▶ [Your goal] Transcribe precisely those lines of the listing that fall between the line containing "Note: pick out each instance of the wrinkled" and the last line, inclusive of both.

Stored items from a collection:
§

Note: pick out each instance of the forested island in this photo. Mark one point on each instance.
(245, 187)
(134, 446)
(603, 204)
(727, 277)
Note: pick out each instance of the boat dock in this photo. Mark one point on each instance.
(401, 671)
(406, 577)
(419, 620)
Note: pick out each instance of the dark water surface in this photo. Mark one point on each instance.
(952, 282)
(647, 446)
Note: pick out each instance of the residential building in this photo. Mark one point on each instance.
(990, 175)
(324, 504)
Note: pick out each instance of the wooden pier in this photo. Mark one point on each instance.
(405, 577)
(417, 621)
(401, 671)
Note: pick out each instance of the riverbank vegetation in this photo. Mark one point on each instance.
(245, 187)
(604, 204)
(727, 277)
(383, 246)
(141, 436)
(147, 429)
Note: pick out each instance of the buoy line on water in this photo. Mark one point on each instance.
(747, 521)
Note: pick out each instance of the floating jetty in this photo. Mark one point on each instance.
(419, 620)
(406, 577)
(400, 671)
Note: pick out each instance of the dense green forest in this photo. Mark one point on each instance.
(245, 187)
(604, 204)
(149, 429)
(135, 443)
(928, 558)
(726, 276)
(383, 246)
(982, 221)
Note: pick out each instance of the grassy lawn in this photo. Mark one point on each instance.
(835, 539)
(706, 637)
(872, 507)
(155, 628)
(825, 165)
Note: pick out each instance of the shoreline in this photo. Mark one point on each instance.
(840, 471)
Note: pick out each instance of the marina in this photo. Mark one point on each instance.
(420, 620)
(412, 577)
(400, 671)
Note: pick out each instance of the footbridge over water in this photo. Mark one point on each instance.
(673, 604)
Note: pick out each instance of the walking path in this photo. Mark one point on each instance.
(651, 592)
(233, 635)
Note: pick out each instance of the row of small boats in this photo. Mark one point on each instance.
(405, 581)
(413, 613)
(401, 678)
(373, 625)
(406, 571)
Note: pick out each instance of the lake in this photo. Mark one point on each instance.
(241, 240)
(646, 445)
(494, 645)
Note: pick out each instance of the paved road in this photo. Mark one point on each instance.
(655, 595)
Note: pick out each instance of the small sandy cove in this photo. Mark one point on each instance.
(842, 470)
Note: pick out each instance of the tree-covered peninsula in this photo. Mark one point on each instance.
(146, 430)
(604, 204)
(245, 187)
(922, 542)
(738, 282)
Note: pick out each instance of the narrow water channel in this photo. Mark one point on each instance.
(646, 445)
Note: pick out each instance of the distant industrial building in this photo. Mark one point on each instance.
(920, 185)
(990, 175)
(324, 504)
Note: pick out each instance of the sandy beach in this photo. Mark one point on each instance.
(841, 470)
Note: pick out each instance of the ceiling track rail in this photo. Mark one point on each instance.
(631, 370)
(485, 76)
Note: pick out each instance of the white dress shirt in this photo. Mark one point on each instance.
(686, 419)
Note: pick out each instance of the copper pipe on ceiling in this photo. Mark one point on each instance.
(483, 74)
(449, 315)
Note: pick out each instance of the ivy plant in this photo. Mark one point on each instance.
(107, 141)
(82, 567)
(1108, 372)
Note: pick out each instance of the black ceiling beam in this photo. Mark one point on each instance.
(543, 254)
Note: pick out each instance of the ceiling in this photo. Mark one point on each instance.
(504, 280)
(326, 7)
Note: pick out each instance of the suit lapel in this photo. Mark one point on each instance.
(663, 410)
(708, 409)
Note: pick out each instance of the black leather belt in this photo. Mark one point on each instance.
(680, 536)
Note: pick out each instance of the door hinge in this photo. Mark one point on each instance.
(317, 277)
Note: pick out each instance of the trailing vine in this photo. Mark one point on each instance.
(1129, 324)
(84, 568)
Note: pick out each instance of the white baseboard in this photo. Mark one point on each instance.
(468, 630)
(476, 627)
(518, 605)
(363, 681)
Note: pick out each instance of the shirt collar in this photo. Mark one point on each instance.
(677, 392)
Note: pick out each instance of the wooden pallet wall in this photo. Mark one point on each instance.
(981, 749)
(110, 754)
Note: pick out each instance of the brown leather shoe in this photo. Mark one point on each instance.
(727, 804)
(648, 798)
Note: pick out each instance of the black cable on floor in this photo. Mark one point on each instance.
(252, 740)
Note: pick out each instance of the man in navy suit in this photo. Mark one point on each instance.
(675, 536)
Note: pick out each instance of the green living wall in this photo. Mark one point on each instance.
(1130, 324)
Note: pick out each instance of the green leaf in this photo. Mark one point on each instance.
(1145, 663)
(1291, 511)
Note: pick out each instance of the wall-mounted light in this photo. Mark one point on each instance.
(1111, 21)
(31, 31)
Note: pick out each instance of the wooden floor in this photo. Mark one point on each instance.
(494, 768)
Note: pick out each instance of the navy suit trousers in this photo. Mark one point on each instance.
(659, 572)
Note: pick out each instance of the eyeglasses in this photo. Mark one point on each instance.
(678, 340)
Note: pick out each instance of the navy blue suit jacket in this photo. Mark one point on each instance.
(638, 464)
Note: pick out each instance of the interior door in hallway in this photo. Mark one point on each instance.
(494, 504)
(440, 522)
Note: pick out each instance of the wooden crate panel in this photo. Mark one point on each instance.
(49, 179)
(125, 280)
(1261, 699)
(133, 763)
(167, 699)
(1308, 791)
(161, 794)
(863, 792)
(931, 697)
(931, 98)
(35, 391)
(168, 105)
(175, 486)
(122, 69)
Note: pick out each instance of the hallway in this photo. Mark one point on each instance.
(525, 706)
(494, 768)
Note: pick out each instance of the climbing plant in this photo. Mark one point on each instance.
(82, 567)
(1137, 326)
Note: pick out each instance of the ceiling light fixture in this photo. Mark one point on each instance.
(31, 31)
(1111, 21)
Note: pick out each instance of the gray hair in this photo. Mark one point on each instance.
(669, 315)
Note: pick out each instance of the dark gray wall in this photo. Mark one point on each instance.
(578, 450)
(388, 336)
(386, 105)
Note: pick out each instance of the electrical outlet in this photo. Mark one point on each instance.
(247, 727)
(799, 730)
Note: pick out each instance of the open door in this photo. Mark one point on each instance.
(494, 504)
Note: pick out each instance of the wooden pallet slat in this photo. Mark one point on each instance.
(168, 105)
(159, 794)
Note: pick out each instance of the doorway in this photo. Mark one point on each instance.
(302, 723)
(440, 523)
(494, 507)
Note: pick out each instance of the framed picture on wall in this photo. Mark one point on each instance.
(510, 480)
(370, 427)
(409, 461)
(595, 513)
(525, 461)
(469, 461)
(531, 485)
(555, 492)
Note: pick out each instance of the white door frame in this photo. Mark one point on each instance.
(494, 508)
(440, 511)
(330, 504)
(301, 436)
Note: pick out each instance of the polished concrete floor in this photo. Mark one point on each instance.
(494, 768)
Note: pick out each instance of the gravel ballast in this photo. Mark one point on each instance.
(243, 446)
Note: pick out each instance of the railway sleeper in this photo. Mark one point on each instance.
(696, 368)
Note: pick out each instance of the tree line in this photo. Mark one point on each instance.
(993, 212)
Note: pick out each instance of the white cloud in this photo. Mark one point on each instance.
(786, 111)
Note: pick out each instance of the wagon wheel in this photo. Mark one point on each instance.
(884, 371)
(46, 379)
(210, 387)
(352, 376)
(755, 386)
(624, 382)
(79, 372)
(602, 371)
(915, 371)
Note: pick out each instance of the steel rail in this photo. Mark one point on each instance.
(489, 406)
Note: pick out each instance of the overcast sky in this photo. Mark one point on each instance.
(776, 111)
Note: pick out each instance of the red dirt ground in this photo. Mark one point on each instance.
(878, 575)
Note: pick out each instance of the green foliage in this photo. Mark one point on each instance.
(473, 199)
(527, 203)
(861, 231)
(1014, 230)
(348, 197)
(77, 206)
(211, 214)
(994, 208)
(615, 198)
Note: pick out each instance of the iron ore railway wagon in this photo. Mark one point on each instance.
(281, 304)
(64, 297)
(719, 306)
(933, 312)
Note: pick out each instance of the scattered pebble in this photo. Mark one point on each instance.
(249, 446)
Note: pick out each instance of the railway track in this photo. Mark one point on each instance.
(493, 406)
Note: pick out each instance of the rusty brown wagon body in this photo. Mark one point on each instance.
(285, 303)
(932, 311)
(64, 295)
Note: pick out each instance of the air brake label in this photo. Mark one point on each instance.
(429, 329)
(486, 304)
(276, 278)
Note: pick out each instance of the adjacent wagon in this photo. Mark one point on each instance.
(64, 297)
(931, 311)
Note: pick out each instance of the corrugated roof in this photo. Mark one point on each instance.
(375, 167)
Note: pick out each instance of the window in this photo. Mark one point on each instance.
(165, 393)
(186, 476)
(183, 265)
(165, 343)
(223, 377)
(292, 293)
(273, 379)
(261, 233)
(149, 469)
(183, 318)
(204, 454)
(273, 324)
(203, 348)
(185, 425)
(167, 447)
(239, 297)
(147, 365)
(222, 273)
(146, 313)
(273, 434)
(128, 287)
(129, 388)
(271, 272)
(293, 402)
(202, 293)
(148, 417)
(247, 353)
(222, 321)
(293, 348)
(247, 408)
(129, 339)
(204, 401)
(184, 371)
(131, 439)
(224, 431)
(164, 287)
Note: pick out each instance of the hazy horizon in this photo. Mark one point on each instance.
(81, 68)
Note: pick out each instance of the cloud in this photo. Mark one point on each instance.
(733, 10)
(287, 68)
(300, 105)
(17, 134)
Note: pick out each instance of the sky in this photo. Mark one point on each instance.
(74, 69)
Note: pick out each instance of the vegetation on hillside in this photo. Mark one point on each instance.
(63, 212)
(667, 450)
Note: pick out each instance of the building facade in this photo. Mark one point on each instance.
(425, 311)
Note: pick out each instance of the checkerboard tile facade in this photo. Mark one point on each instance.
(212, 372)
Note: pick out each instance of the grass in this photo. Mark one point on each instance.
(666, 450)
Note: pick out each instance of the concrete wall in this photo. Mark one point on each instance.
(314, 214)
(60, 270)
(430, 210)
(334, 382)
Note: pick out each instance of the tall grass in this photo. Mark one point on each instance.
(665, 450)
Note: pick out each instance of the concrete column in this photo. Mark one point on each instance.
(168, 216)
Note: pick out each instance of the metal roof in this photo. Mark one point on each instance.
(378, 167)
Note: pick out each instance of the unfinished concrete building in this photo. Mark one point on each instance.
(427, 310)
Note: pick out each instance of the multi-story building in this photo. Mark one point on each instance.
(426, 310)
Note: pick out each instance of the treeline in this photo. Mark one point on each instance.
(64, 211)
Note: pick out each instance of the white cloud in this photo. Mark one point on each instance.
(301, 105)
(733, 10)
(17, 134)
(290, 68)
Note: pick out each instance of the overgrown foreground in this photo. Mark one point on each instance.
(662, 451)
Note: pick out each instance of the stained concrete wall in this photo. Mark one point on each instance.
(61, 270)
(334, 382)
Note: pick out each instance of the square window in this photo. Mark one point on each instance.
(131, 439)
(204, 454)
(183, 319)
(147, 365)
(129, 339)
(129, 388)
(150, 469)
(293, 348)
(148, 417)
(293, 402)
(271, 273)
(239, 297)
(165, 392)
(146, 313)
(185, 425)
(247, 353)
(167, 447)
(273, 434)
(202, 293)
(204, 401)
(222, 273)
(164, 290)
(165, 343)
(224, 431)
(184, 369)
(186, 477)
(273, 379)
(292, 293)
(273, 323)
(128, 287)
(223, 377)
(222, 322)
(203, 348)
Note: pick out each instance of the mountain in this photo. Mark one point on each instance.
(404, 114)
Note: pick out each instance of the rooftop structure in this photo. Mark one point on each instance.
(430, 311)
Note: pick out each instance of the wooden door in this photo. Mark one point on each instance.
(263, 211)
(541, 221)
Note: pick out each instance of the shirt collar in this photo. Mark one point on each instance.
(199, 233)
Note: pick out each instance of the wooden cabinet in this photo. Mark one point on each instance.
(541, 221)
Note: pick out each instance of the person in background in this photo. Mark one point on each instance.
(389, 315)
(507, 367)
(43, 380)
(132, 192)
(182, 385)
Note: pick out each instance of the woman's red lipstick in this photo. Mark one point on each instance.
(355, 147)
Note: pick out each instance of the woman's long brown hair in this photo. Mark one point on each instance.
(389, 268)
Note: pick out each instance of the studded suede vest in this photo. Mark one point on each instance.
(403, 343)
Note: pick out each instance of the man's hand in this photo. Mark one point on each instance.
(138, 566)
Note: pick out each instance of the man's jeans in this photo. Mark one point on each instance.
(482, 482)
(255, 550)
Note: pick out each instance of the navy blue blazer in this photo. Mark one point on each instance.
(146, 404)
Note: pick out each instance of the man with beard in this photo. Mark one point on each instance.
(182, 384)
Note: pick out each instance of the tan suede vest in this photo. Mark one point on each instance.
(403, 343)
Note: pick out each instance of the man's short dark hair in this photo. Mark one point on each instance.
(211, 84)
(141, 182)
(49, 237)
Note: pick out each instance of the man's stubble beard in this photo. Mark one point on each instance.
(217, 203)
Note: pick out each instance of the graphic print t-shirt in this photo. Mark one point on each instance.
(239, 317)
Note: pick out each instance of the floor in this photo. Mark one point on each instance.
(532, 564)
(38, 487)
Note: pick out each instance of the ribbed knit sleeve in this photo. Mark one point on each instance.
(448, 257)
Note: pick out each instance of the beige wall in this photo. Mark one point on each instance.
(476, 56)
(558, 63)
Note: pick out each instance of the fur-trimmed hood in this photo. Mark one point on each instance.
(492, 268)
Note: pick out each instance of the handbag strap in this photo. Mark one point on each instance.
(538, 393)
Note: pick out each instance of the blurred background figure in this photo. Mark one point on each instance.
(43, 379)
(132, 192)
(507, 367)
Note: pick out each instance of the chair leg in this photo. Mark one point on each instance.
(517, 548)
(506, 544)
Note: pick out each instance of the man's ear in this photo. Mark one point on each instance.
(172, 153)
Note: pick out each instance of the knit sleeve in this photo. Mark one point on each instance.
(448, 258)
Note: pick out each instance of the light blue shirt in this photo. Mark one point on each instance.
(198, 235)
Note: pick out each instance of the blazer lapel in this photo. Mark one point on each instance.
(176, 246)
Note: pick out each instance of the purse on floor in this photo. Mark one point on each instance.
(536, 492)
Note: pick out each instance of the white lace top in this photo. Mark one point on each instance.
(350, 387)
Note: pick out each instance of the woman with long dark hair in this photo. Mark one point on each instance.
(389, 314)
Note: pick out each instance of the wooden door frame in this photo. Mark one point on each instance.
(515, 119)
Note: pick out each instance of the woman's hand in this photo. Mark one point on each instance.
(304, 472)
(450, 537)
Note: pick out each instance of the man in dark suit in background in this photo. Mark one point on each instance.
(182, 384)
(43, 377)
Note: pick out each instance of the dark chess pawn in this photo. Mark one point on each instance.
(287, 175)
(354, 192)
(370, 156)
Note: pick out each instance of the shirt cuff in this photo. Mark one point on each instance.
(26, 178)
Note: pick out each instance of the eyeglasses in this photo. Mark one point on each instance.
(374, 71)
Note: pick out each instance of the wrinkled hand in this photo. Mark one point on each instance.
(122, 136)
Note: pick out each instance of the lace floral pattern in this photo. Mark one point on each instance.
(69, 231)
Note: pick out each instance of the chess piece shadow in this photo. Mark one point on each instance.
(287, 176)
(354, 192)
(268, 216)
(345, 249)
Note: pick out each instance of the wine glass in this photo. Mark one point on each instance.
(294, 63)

§

▶ [Result of this task]
Note: pick out each instance of the wrinkled hand in this photo. Mark one point on each instance.
(122, 136)
Note: pick out each instance of the lace floral pattern in this photo. Mark one point on each instance.
(69, 231)
Note: pick out each instance of the chess piece shadow in this photo. Mark one point on each instance.
(287, 176)
(354, 192)
(268, 216)
(345, 249)
Note: pick out each instance of the wine glass in this photo. Mark one point on each instance.
(294, 63)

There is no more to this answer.